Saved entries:
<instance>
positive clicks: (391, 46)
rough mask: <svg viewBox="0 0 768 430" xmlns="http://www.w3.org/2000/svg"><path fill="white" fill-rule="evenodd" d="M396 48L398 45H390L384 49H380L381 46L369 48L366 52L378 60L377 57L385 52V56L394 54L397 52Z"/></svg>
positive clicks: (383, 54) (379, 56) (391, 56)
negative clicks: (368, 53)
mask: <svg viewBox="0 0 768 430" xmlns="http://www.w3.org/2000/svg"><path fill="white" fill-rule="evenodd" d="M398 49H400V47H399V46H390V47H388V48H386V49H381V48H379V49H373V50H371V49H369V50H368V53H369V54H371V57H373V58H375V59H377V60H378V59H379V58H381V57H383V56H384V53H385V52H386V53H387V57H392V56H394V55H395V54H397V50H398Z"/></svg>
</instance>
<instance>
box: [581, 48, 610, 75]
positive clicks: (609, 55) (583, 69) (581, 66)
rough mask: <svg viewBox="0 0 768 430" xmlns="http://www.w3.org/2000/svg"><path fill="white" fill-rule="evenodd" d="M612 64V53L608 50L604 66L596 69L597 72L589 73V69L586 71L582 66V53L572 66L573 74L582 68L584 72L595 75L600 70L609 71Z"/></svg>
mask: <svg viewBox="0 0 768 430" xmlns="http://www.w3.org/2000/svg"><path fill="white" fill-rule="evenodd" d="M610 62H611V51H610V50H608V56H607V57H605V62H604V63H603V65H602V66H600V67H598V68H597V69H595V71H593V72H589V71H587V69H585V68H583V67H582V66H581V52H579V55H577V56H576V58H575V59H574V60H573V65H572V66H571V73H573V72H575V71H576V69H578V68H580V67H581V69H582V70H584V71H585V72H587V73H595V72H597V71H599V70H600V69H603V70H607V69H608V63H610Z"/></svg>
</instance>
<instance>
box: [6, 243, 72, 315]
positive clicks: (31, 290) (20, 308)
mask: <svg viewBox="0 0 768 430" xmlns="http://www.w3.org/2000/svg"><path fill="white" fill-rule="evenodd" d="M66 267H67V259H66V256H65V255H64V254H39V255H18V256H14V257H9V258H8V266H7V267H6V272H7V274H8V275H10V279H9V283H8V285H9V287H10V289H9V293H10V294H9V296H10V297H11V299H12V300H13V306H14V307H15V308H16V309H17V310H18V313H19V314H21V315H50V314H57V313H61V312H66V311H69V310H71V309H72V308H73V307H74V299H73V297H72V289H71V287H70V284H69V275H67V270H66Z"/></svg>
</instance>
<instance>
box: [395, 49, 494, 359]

#### Work task
Please write out the records again, swapping "rough mask" for "coarse mask" everywhere it appears and leaving everything else unchanged.

#### Answer area
<instance>
positive clicks: (391, 46)
coarse mask: <svg viewBox="0 0 768 430" xmlns="http://www.w3.org/2000/svg"><path fill="white" fill-rule="evenodd" d="M396 48L398 45H390L384 49H380L381 46L369 48L366 52L378 60L377 57L385 52V56L394 54L397 52Z"/></svg>
positive clicks: (383, 54) (379, 56) (391, 56)
negative clicks: (368, 53)
mask: <svg viewBox="0 0 768 430" xmlns="http://www.w3.org/2000/svg"><path fill="white" fill-rule="evenodd" d="M398 49H400V47H399V46H390V47H388V48H386V49H381V48H379V49H373V50H371V49H369V50H368V53H369V54H371V57H373V58H375V59H377V60H378V59H379V58H381V57H383V56H384V53H385V52H386V53H387V57H392V56H394V55H395V54H397V50H398Z"/></svg>
</instance>
<instance>
box: [581, 48, 610, 75]
positive clicks: (609, 55) (583, 69) (581, 66)
coarse mask: <svg viewBox="0 0 768 430" xmlns="http://www.w3.org/2000/svg"><path fill="white" fill-rule="evenodd" d="M612 64V53L608 50L604 66L596 69L597 72L589 73V69L586 71L582 66V53L572 66L573 74L582 68L584 72L595 75L600 70L609 71Z"/></svg>
mask: <svg viewBox="0 0 768 430" xmlns="http://www.w3.org/2000/svg"><path fill="white" fill-rule="evenodd" d="M610 62H611V51H610V50H608V56H607V57H605V62H604V63H603V65H602V66H600V67H598V68H597V69H595V71H593V72H589V71H587V69H585V68H583V67H582V66H581V52H579V55H577V56H576V58H575V59H574V60H573V65H572V66H571V73H573V72H575V71H576V69H578V68H580V67H581V69H582V70H584V71H585V72H587V73H595V72H597V71H599V70H600V69H603V70H607V69H608V63H610Z"/></svg>
</instance>
<instance>
box: [6, 243, 72, 315]
positive clicks: (31, 290) (20, 308)
mask: <svg viewBox="0 0 768 430" xmlns="http://www.w3.org/2000/svg"><path fill="white" fill-rule="evenodd" d="M66 267H67V259H66V256H65V255H64V254H39V255H18V256H14V257H9V258H8V266H7V267H6V272H7V274H8V275H10V279H9V283H8V285H9V287H10V289H9V293H10V294H9V296H10V297H11V299H12V300H13V306H14V307H15V308H16V309H17V310H18V313H19V314H21V315H50V314H57V313H61V312H66V311H69V310H71V309H72V308H73V307H74V299H73V297H72V289H71V287H70V284H69V275H67V270H66Z"/></svg>
</instance>
<instance>
box: [395, 49, 494, 359]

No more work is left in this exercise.